- _AIM OF THE TASK_:
Return every line of the records below verbatim, leaving out the pictures.

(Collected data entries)
..........

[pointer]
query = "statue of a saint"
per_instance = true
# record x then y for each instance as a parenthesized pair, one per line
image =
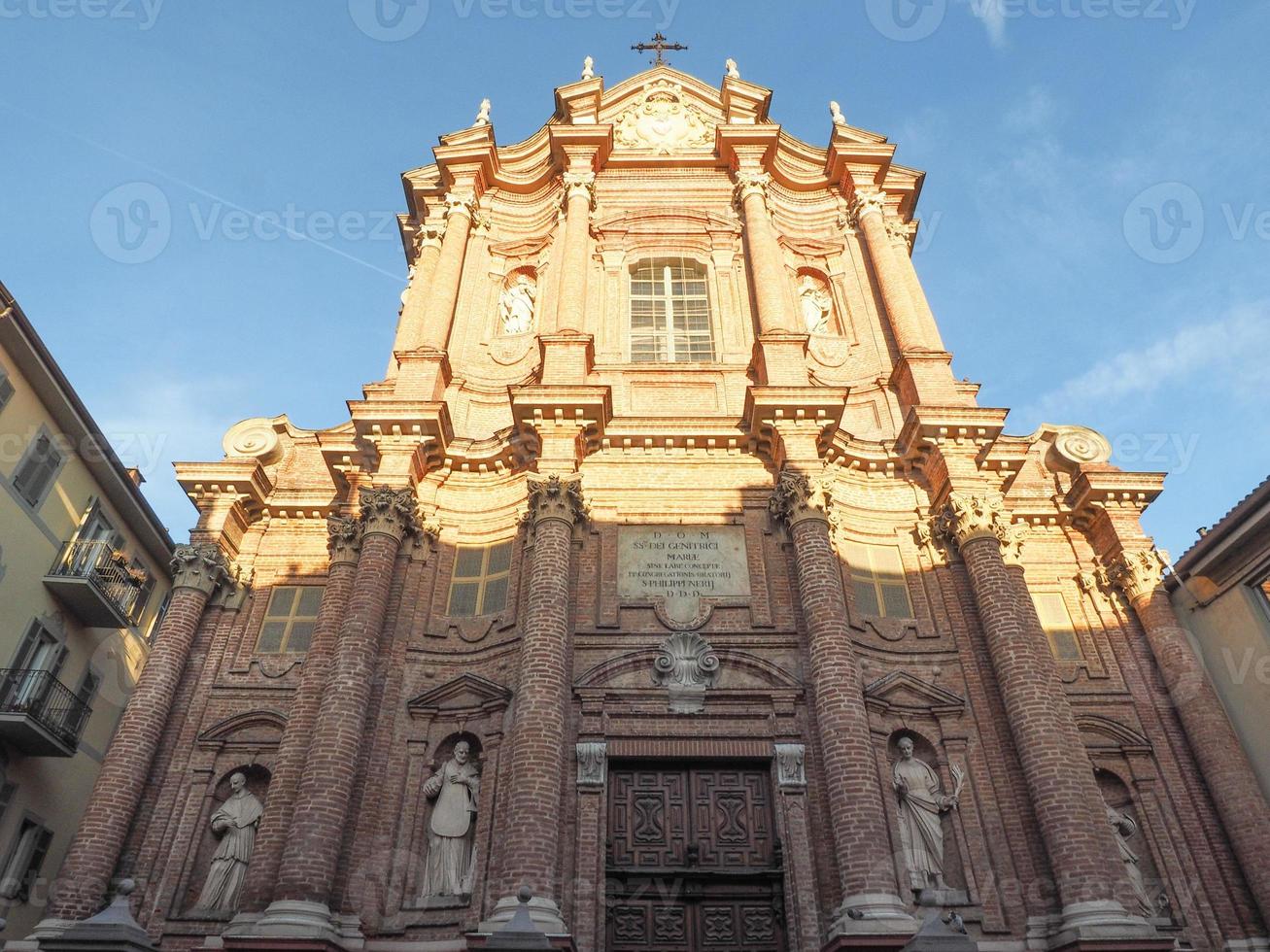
(235, 824)
(449, 868)
(516, 305)
(921, 802)
(817, 305)
(1124, 828)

..........

- _TASK ANSWER_:
[pointer]
query = "statue of a saint"
per_instance = true
# record x then y for each instance as a parenthesized pair, one per line
image =
(235, 824)
(449, 868)
(516, 305)
(921, 802)
(817, 305)
(1124, 828)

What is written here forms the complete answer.